--- start of Entries shown ---

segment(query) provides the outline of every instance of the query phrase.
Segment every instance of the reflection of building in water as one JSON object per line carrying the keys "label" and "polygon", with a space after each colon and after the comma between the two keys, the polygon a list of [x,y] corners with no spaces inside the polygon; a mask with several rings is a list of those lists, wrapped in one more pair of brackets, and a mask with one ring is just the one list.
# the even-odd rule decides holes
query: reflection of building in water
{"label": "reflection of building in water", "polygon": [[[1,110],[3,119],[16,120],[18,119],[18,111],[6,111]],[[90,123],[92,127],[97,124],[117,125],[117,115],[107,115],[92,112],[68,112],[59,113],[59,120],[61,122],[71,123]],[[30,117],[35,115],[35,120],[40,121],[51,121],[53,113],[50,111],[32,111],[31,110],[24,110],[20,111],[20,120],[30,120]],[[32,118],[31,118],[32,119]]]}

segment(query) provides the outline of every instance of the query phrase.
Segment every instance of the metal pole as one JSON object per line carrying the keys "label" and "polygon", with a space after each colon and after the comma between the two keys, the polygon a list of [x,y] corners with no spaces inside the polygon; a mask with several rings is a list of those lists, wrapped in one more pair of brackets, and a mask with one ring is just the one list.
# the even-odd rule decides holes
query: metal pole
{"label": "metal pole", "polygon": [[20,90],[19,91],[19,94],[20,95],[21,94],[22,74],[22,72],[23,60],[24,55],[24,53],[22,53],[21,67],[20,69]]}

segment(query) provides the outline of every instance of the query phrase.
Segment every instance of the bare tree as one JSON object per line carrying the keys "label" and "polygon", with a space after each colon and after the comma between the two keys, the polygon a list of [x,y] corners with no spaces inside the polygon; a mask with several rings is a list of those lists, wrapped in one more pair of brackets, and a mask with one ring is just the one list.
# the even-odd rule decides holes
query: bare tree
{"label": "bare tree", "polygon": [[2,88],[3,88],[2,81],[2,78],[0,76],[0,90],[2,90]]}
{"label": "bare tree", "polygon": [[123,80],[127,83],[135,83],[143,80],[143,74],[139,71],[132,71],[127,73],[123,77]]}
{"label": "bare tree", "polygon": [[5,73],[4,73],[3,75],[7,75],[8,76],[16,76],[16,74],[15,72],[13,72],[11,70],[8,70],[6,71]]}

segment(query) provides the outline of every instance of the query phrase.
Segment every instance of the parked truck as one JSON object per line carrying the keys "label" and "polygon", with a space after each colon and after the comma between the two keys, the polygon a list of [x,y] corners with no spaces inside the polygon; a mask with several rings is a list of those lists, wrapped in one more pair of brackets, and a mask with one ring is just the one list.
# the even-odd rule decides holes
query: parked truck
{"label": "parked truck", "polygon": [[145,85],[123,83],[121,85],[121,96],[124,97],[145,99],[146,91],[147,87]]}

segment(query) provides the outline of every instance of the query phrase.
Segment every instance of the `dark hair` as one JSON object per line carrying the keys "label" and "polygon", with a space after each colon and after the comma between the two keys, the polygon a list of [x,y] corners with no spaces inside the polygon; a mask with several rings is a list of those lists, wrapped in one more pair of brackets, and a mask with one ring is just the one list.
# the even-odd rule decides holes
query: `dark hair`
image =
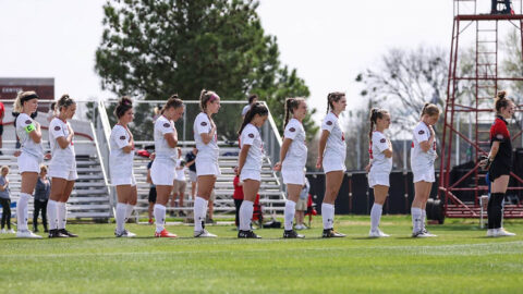
{"label": "dark hair", "polygon": [[202,93],[199,94],[199,108],[202,109],[202,111],[206,112],[207,102],[212,102],[217,98],[219,97],[215,91],[203,89]]}
{"label": "dark hair", "polygon": [[329,110],[335,109],[332,102],[338,102],[342,97],[345,97],[345,94],[342,91],[332,91],[327,95],[327,113],[329,113]]}
{"label": "dark hair", "polygon": [[169,99],[167,99],[167,102],[161,108],[160,113],[163,114],[163,111],[168,110],[171,107],[173,108],[183,107],[183,101],[182,99],[178,98],[178,94],[173,94],[171,95],[171,97],[169,97]]}
{"label": "dark hair", "polygon": [[245,125],[247,125],[247,123],[250,123],[254,119],[254,115],[256,114],[260,117],[269,115],[269,110],[263,103],[259,103],[259,102],[254,103],[251,107],[251,109],[247,111],[247,113],[245,113],[245,118],[243,118],[242,126],[240,127],[240,131],[238,131],[239,135],[242,134],[242,131],[245,127]]}
{"label": "dark hair", "polygon": [[114,115],[120,119],[130,109],[133,109],[133,100],[131,100],[131,98],[129,98],[127,96],[123,96],[118,101],[117,108],[114,109]]}
{"label": "dark hair", "polygon": [[58,111],[62,111],[62,107],[68,108],[72,105],[76,103],[71,97],[69,97],[69,94],[62,95],[60,99],[57,102],[57,109]]}
{"label": "dark hair", "polygon": [[289,113],[294,113],[294,110],[300,107],[300,103],[302,103],[302,101],[305,101],[305,99],[302,97],[285,99],[285,119],[283,123],[283,131],[285,131],[285,126],[289,123]]}
{"label": "dark hair", "polygon": [[378,119],[382,119],[386,114],[389,114],[389,111],[380,108],[370,109],[370,130],[368,131],[368,142],[373,142],[373,130],[374,125],[378,122]]}
{"label": "dark hair", "polygon": [[425,103],[422,109],[422,115],[427,114],[428,117],[433,115],[438,115],[439,114],[439,108],[436,105],[433,103]]}
{"label": "dark hair", "polygon": [[512,102],[512,100],[507,99],[507,91],[504,90],[498,91],[498,96],[495,100],[495,108],[497,113],[501,112],[501,108],[506,108],[509,106],[510,102]]}
{"label": "dark hair", "polygon": [[248,96],[248,103],[251,105],[254,99],[258,99],[258,96],[257,96],[256,94],[251,94],[251,95]]}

--- end of Entries shown ---

Copy the entries above faithfully and omit every image.

= Answer for the task =
segment(query) provides the outline of every instance of the query phrase.
Segment every instance of the reflection of building in water as one JSON object per line carrying the keys "label" and "polygon", with a space after each colon and after the comma between the two keys, the polygon a list of [x,y] corners with no spaces inside the polygon; a mask with several rings is a list of those lists, wrapped in one more pair of brackets, and a mask with one ring is just the one list.
# the even-odd rule decides holes
query: reflection of building in water
{"label": "reflection of building in water", "polygon": [[[1,110],[3,119],[16,120],[18,119],[18,111],[6,111]],[[90,123],[92,127],[97,124],[117,125],[117,115],[107,115],[92,112],[68,112],[59,113],[59,120],[61,122],[71,123]],[[30,117],[35,115],[35,120],[40,121],[51,121],[53,113],[50,111],[32,111],[31,110],[24,110],[20,111],[20,120],[30,120]],[[32,118],[31,118],[32,119]]]}

segment(query) provides the outline of every instance of the query phrase.
Segment every instance of the metal pole as one JSON object per line carrying the keys "label" and "polygon", with a space after each colon and after the comma between the two keys, the polygon a list of [x,y] corners with no spaces inside the polygon; a mask with several rings is a list of those lists, wrapped in one more pair of brackets, and a mask with one ring is just the one list.
# the even-odd rule decides holes
query: metal pole
{"label": "metal pole", "polygon": [[20,90],[19,91],[19,94],[20,95],[21,94],[22,74],[22,72],[23,60],[24,55],[24,53],[22,53],[21,67],[20,69]]}

segment(query) provides the outline of every instance of the query phrase.
Segment every instance of the bare tree as one JSON object per line carrying the keys "label" and "polygon", with a space after each colon and after the comma between the two keys, the polygon a list of [x,y] corners with no spaces inside the polygon; a mask with several rings is a list of those lists, wrapped in one more pair of brackets, and a mask with one ring is just the one list.
# the even-odd rule decides holes
query: bare tree
{"label": "bare tree", "polygon": [[2,88],[3,88],[2,81],[2,78],[0,76],[0,90],[2,90]]}
{"label": "bare tree", "polygon": [[123,80],[127,83],[135,83],[143,80],[143,74],[139,71],[132,71],[127,73],[123,77]]}
{"label": "bare tree", "polygon": [[5,73],[4,73],[3,75],[7,75],[8,76],[16,76],[16,74],[15,72],[13,72],[11,70],[8,70],[6,71]]}

segment(query) provides the outline of every instance of the query phrase.
Segment every instance of the parked truck as one JSON object per line carrying the keys "label" and "polygon", with a space after each colon and after the comma between the two keys, the polygon a list of [x,y] corners with no spaces inside the polygon; a mask with several rings is a list of those lists, wrapped in one more pair of brackets, and a mask with one ring is just the one list.
# the even-odd rule decides holes
query: parked truck
{"label": "parked truck", "polygon": [[145,85],[123,83],[121,85],[121,96],[124,97],[145,99],[146,91],[147,87]]}

segment(query) provides the outline of every instance of the query phrase.
Segment every instance of the `dark hair` as one JSON object per line carrying the keys "label" and "polygon", with a space after each colon and after the comma between the two keys, the polygon a list of [x,y] corners with no spaces inside the polygon; a mask with several rings is a list of those lists, wrapped in one more pair of brackets, and a mask with one ring is just the one list.
# the even-odd rule decides holes
query: `dark hair`
image =
{"label": "dark hair", "polygon": [[202,93],[199,94],[199,108],[202,109],[202,111],[206,112],[207,102],[212,102],[217,98],[219,97],[215,91],[203,89]]}
{"label": "dark hair", "polygon": [[329,110],[335,109],[332,102],[338,102],[342,97],[345,97],[345,94],[342,91],[332,91],[327,95],[327,113],[329,113]]}
{"label": "dark hair", "polygon": [[169,99],[167,99],[167,102],[161,108],[160,113],[163,114],[163,111],[168,110],[171,107],[173,108],[183,107],[183,101],[182,99],[178,98],[178,94],[173,94],[171,95],[171,97],[169,97]]}
{"label": "dark hair", "polygon": [[245,125],[247,125],[247,123],[250,123],[254,119],[254,115],[256,114],[260,117],[269,115],[269,110],[263,103],[259,103],[259,102],[254,103],[251,107],[251,109],[247,111],[247,113],[245,113],[245,118],[243,118],[242,126],[240,127],[240,131],[238,131],[239,135],[242,134],[242,131],[245,127]]}
{"label": "dark hair", "polygon": [[114,115],[120,119],[130,109],[133,109],[133,100],[131,100],[131,98],[129,98],[127,96],[123,96],[118,101],[117,108],[114,109]]}
{"label": "dark hair", "polygon": [[58,111],[62,111],[62,107],[68,108],[72,105],[76,103],[71,97],[69,97],[69,94],[62,95],[60,99],[57,102],[57,109]]}
{"label": "dark hair", "polygon": [[289,113],[294,113],[294,110],[300,107],[300,103],[302,103],[302,101],[305,101],[305,99],[302,97],[285,99],[285,119],[283,123],[283,131],[285,131],[285,126],[289,123]]}
{"label": "dark hair", "polygon": [[378,119],[382,119],[386,114],[389,114],[389,111],[380,108],[370,109],[370,130],[368,131],[368,142],[373,142],[373,130],[374,125],[378,122]]}
{"label": "dark hair", "polygon": [[425,103],[422,109],[422,115],[427,114],[428,117],[433,115],[438,115],[439,114],[439,108],[436,105],[433,103]]}
{"label": "dark hair", "polygon": [[512,102],[512,100],[507,99],[507,91],[504,90],[498,91],[498,96],[495,100],[495,108],[497,113],[501,112],[501,108],[506,108],[509,106],[510,102]]}
{"label": "dark hair", "polygon": [[248,96],[248,103],[251,105],[254,99],[258,99],[258,96],[257,96],[256,94],[251,94],[251,95]]}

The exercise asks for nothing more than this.